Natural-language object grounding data
= = = = =

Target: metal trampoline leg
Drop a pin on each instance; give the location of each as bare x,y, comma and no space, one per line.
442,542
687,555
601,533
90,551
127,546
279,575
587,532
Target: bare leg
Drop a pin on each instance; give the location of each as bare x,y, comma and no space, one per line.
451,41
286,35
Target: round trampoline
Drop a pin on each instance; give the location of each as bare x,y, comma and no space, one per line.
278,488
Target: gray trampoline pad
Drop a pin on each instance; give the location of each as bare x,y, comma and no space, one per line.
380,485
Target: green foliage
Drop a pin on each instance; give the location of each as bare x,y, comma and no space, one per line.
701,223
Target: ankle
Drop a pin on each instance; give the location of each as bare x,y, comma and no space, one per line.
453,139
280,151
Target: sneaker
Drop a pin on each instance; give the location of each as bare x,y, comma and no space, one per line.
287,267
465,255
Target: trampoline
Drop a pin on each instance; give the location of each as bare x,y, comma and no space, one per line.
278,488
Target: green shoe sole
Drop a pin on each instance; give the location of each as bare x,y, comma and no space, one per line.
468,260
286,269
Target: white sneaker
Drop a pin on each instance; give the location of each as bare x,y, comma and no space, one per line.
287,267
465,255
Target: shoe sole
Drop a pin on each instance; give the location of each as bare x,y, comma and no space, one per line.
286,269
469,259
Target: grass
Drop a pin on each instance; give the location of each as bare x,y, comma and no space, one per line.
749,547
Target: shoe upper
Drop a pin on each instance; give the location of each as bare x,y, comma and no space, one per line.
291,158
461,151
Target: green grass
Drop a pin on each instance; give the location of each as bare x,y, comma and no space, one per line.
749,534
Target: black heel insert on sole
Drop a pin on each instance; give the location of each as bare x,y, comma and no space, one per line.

= = = = =

* Directions *
Would you restate each of the entries word for word?

* Expected answer *
Target: metal trampoline leg
Drop a pin on each instance; give the location of each as bare x,y, comma and no space, one per line.
442,542
687,555
601,533
90,551
127,546
279,575
587,532
Target: bare leg
Drop a pin on each instance; give the location of each as bare x,y, comma and no space, one per line.
451,41
286,35
Target: round trampoline
Drop a pin on each instance; give the location of each as bare x,y, comma and no space, one per line.
278,488
Target: gray trampoline pad
Drop a pin on each instance; give the location of each as bare x,y, comma and no space, one per line.
380,485
Target: green foliage
Drop a pin on each instance; give the location of each as bare x,y, comma and no space, one per line.
701,223
Target: ankle
Drop a pin on each instance; give the location of each as bare x,y, comma and no space, one per line.
453,139
280,151
Target: sneaker
Drop a pin on each instance; give the location of each as bare x,y, comma and no space, one per line.
287,267
465,255
Target: trampoline
Drop a pin on each instance; give the location of each as bare x,y, comma and no space, one per line.
278,488
Target: green shoe sole
Drop a pin on each instance; give the location of each as bare x,y, comma and no space, one per line.
468,260
286,269
Target: white sneaker
Drop a pin on each instance; give the location of each as bare x,y, comma and no space, one per line.
287,267
465,255
Target: shoe sole
Drop a pin on each instance; give the location of each as bare x,y, comma and no space, one per line.
286,269
469,259
Target: grass
Drop a pin on each instance; give the location of each as bare x,y, comma and no space, one per line.
749,547
Target: shoe upper
Drop a pin on each instance; give the location of each as bare x,y, comma and no space, one per line.
291,158
461,151
Target: green grass
Drop a pin on each instance; give the location of each as bare x,y, comma and no space, one per line.
749,534
Target: black heel insert on sole
Drop a pin on each instance; give the location of each as bare x,y, comma and no space, one per line.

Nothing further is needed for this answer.